Wednesday, March 22, 2006
 
Help on the Entry Level Hiring Reports: Rumors, Incomplete Reports, and No-Hire Reports Version 3.1 of the Entry-Level Hiring Report is up. If you have complete information on an entry-level hire, that's wonderful, but in order to complete the report, it is very helpful to receive incomplete information. Also, if your school is not making an entry-level hire, please let me know. Reports can be emailed to lsolum@gmail.com.
And thank you to everyone who has provided information so far!


 
Mattioli on Procedural Fair Use Michael R. Mattioli (University of Pennsylvania - School of Law) has posted Procedural Fair Use on SSRN. Here is the abstract:
    This article explores the advantages of opt-out plans, and identifies a critical shortcoming in Copyright's doctrine of Fair Use. The discussion is fueled by a current controversy: In December of 2004, Google, Inc. announced its plan to digitally scan thousands of copyrighted books as part of a massive new digital indexing service. Hedging against possible litigation, Google provided a free and easy opt-out procedure for authors who didn't want their books scanned. Despite this measure, two major authors' groups have sued Google, claiming the opt-out plan imposes an unfair burden. This article explores the fairness of established opt-outs in contract law, privacy law, and class action rules. Further, the discussion explores how Copyright already places similar burdens upon authors. Ultimately, these lessons are applied to the Google Book Search problem, and an important new Fair Use consideration is identified.


 
Levinson on Jury Priming Justin D Levinson (University of Hawaii at Manoa - William S. Richardson School of Law) has posted Suppressing the Expression of Community Values in Juries: How Legal Priming Systematically Alters the Way People Think (University of Cincinnati Law Review, Vol. 73, pp. 1059-1079, 2005) on SSRN. Here is the abstract:
    Legal systems that rely on juries assume that juror decision-making imports an accurate representation of community values and norms into legal decisions. Yet, rather than successfully importing community values into legal decision-making, the notion of "the law" itself may act as a unique cultural construct that primes jurors to unconsciously think in terms of shared implicit constructs of "law", "juror" and "justice" when in the legal setting. The author examined how lay decision-making changed in the United States and in China when dependent variables were framed as questions of legal impact. Results indicated that participants in both countries scored identical questions differently when questions were primed as legal questions, but that participants from each country were affected in opposite directions by the legal prime. American participants in the legal prime category made more culpable criminal judgments than participants in the non-legal domain, indicating that the legal context heightens culpability judgments for Americans. In contrast, Chinese participants in the legal prime category made less culpable judgments than in the non-legal domain, demonstrating that Chinese are more lenient in the legal setting than in lay judgments. The results raise the question of whether community values are truly reflected in jury decision making, or whether shared, primed notions of law and justice unconsciously overcome the influence of life experience and cultural diversity in decision-making. The author discusses whether implicit and prejudicial stereotypes may be systematically harbored in the American "legal culture".

* _TASKS TO CARRY OUT_:
1. Using the blog excerpt, explain in one to three sentences why Google offered authors an opt-out procedure and why two authors' groups sued it anyway.
2. Answer these questions from the blog excerpt.
(a) What email address should hiring reports be sent to?
(b) In what month and year did Google announce its plan to scan copyrighted books?
(c) In which two countries did the jury priming study examine lay decision-making?
The lines that come next are separate material and have no connection to the blog excerpt.

* _DATA PROVIDED_:
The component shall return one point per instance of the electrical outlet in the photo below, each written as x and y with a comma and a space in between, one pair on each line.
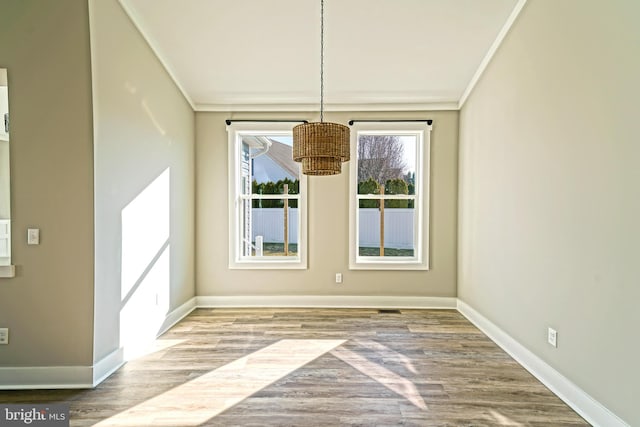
552, 337
33, 236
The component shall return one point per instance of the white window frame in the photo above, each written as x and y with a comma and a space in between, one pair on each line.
420, 259
236, 260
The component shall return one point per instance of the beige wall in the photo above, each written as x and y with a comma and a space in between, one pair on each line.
328, 210
144, 185
48, 307
549, 199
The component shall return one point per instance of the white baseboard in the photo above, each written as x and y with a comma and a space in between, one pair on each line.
177, 315
107, 366
50, 377
581, 402
326, 301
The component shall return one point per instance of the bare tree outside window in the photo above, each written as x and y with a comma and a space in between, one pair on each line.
380, 157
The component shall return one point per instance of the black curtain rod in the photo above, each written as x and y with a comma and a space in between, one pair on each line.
428, 121
229, 121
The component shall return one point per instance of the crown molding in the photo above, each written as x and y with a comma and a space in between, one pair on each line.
492, 51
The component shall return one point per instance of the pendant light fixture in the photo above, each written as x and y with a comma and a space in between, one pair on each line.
321, 146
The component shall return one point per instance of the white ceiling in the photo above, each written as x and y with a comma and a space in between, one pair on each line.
379, 54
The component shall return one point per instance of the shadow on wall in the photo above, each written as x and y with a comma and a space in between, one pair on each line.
145, 266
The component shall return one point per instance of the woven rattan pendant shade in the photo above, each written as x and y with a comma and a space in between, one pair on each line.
321, 147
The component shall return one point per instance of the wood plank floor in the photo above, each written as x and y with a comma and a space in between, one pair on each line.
317, 367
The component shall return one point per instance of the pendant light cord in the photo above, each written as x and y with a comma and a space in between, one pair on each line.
321, 61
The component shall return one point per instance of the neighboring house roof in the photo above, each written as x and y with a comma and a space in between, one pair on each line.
281, 154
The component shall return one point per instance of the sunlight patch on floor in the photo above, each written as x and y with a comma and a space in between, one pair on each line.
391, 380
196, 401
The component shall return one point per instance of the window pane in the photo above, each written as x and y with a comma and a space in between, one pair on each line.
399, 233
271, 165
388, 160
268, 230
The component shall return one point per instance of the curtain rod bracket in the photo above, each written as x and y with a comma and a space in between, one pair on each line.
428, 121
229, 121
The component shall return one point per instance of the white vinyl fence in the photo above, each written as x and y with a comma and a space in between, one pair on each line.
269, 223
398, 226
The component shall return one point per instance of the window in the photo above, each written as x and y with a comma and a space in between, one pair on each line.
389, 196
267, 206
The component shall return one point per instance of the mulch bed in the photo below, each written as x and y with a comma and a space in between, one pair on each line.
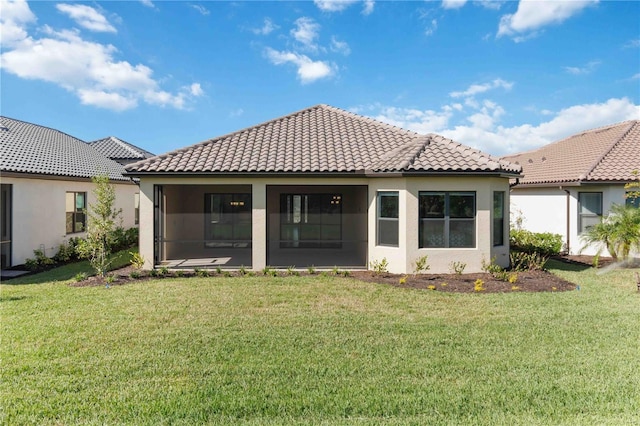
528, 281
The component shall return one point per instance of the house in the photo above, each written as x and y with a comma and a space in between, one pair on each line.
46, 188
324, 187
570, 184
119, 150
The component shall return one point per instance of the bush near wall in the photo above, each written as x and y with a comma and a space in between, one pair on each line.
120, 239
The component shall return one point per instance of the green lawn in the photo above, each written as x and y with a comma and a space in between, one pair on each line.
319, 350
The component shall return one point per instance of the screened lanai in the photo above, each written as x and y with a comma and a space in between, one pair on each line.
212, 226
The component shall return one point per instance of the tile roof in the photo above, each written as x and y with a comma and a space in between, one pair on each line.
117, 149
34, 149
324, 139
605, 154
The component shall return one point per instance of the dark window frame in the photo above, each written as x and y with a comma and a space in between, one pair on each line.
438, 210
136, 208
498, 218
386, 215
582, 227
311, 220
76, 220
231, 224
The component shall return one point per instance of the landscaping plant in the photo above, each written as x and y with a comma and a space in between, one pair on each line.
102, 218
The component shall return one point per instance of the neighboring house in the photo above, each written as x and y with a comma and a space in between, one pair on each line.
46, 188
570, 184
119, 150
324, 187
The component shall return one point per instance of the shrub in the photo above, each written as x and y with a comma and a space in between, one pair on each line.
521, 261
67, 251
40, 261
203, 273
544, 243
457, 267
379, 267
420, 265
137, 260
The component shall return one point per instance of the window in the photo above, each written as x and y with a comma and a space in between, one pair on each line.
388, 209
227, 220
589, 210
631, 200
498, 218
136, 208
447, 219
76, 204
310, 220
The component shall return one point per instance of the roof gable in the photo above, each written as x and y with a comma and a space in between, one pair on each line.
323, 139
34, 149
609, 153
117, 149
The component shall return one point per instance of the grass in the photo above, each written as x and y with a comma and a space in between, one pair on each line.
69, 271
320, 350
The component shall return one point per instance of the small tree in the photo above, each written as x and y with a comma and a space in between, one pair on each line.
633, 188
101, 223
618, 232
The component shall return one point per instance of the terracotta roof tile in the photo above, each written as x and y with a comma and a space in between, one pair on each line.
609, 153
323, 139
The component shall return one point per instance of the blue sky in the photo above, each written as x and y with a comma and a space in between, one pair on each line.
501, 76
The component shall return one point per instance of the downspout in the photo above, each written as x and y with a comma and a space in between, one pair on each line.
568, 219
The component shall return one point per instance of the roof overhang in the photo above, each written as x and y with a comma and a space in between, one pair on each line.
325, 174
26, 175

* _COMPLETE ANSWERS_:
1. Google offered a free and easy opt-out procedure as a hedge against possible litigation over its plan to scan thousands of copyrighted books. Two major authors' groups sued regardless, claiming the opt-out plan imposes an unfair burden on authors.

2.
(a) lsolum@gmail.com
(b) December 2004
(c) The United States and China